**Directions:**
Pick out every line in the listing below that contains the string "following" and copy each of those lines in full. Case counts when matching.

**Extracted information:**
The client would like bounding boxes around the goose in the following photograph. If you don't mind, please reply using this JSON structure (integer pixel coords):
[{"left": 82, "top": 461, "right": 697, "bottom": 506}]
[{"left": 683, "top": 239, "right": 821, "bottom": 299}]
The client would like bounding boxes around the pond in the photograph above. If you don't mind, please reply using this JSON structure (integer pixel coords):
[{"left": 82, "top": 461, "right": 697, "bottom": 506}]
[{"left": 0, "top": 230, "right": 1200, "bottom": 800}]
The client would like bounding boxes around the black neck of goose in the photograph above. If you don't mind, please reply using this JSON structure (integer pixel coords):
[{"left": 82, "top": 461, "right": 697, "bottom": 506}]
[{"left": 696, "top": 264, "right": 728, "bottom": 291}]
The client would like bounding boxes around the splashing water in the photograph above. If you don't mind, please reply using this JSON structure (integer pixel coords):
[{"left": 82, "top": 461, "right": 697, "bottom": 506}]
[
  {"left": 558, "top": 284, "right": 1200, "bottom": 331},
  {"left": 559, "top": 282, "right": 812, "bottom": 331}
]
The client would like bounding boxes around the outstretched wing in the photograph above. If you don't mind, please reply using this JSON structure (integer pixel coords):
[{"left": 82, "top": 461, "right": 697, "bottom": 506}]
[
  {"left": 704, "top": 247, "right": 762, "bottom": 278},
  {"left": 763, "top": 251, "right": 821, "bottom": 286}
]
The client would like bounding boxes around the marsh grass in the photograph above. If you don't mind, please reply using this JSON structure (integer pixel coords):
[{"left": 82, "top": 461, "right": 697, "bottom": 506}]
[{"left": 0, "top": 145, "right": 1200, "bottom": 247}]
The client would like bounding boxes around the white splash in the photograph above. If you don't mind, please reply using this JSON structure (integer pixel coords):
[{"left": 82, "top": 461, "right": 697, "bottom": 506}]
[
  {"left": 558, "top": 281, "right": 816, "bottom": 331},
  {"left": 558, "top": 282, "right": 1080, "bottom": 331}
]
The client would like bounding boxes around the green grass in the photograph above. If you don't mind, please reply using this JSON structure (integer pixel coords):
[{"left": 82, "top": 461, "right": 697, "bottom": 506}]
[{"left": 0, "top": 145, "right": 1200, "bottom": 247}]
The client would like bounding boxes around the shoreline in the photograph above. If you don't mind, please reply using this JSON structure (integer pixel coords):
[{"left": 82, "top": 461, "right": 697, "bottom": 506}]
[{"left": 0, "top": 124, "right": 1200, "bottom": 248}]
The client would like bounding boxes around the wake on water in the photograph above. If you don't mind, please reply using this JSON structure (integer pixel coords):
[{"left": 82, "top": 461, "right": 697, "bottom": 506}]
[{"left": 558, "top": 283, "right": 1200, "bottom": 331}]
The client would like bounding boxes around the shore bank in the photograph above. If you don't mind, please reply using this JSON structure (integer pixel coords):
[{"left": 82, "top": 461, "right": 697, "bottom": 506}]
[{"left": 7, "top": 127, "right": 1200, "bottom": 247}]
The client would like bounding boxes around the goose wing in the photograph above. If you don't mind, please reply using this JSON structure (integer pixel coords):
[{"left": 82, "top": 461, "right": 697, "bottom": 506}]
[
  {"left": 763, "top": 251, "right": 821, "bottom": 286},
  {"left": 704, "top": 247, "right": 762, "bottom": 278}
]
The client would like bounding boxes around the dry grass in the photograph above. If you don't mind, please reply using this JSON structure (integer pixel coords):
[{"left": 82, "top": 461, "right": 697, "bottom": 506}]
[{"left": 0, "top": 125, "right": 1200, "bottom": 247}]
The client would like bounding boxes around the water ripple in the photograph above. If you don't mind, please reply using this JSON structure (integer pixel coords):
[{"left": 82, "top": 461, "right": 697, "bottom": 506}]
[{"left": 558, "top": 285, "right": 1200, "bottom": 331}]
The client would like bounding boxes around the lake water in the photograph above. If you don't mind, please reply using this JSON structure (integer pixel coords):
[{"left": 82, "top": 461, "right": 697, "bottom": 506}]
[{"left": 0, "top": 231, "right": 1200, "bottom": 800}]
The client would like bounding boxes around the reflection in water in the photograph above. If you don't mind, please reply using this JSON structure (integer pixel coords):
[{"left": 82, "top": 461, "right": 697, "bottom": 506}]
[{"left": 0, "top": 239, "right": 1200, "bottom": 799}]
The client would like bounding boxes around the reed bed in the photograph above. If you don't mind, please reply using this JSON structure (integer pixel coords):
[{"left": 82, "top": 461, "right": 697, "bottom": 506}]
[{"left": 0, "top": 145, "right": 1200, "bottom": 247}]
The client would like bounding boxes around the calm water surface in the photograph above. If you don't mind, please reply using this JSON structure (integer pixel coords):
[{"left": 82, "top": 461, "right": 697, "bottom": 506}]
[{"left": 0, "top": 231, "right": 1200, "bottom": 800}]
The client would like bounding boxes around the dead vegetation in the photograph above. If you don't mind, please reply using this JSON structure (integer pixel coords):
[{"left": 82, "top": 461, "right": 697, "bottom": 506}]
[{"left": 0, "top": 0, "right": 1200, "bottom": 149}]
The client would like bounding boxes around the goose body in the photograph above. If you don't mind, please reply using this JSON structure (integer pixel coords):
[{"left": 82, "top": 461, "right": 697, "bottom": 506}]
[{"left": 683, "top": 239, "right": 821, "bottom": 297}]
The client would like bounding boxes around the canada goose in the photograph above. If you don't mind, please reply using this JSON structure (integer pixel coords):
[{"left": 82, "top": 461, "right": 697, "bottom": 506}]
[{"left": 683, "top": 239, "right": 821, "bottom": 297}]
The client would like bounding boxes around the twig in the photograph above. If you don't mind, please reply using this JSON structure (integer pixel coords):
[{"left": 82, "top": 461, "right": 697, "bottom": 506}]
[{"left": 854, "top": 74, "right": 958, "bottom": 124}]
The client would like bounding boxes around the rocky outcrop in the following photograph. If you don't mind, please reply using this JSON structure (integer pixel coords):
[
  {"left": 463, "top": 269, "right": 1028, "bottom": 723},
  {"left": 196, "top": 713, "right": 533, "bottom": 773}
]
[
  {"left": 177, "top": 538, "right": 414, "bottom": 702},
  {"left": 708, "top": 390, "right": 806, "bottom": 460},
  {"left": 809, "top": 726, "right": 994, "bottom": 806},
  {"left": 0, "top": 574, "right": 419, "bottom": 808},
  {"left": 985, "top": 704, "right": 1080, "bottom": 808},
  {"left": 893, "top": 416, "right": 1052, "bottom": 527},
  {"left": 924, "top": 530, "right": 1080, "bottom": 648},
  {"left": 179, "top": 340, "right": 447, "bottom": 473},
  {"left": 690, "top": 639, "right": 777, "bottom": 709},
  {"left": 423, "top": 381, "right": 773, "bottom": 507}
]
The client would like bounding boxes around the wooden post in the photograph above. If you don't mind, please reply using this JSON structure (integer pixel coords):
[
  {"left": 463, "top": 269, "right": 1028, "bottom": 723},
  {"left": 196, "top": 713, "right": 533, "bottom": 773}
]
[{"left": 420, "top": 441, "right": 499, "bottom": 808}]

**Response:**
The client would like bounding boxes around the goose in the following photograph. If you don't mind, please reply using this JSON structure (integer pixel coords):
The client would like bounding boxes around the rocky outcrop in the following photograph. If you don't mind, please reply using this JSON structure (integer pixel coords):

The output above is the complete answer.